DIRECTIVE:
From the rows below, extract each line that contains the word "people" and copy it in full.
## Start RECORDS
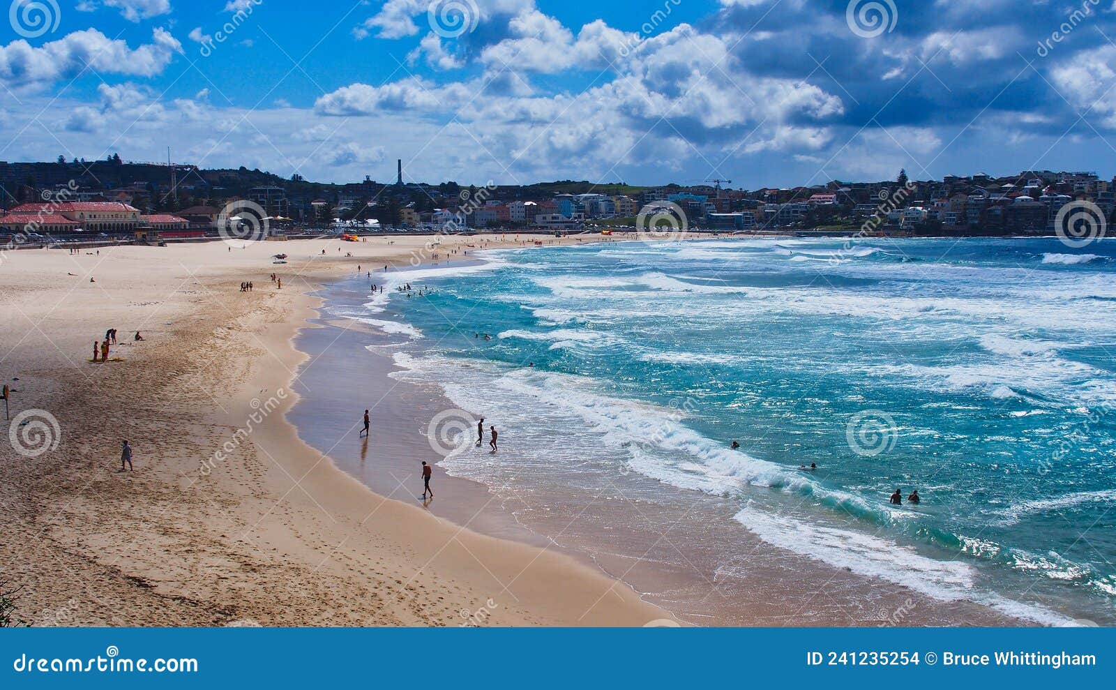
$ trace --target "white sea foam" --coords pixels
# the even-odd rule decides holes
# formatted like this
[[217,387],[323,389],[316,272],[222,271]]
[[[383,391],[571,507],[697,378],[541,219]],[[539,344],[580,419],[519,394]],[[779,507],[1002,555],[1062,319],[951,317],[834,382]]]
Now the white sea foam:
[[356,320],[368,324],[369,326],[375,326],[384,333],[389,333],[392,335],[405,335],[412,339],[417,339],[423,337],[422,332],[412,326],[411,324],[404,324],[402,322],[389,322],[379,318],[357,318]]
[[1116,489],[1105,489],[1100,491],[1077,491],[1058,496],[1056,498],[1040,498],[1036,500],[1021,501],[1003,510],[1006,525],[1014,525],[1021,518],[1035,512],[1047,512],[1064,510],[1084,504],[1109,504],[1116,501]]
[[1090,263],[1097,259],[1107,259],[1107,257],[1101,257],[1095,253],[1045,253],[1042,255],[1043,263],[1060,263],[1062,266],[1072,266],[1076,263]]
## End RECORDS
## Start RECORDS
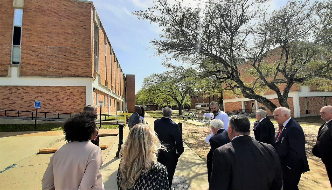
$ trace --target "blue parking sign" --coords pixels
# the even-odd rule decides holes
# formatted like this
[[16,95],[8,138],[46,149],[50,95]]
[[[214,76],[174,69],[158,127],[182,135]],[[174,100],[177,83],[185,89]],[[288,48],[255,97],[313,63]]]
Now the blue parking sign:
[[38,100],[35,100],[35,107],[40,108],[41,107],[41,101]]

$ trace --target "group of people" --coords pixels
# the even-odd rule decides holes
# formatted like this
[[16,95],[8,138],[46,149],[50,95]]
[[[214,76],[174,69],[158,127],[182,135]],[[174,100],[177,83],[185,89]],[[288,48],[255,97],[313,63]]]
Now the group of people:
## End RECORDS
## Start RECORDS
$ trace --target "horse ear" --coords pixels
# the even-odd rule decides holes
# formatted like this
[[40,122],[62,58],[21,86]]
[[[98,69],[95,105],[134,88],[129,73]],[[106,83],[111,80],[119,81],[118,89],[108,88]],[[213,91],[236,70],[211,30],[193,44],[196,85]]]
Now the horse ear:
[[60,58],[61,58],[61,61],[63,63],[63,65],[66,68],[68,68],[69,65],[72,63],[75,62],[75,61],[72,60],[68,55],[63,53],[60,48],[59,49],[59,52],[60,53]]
## End RECORDS
THE RESULT:
$ trace --target "group of people" --coords pixels
Now the group of people:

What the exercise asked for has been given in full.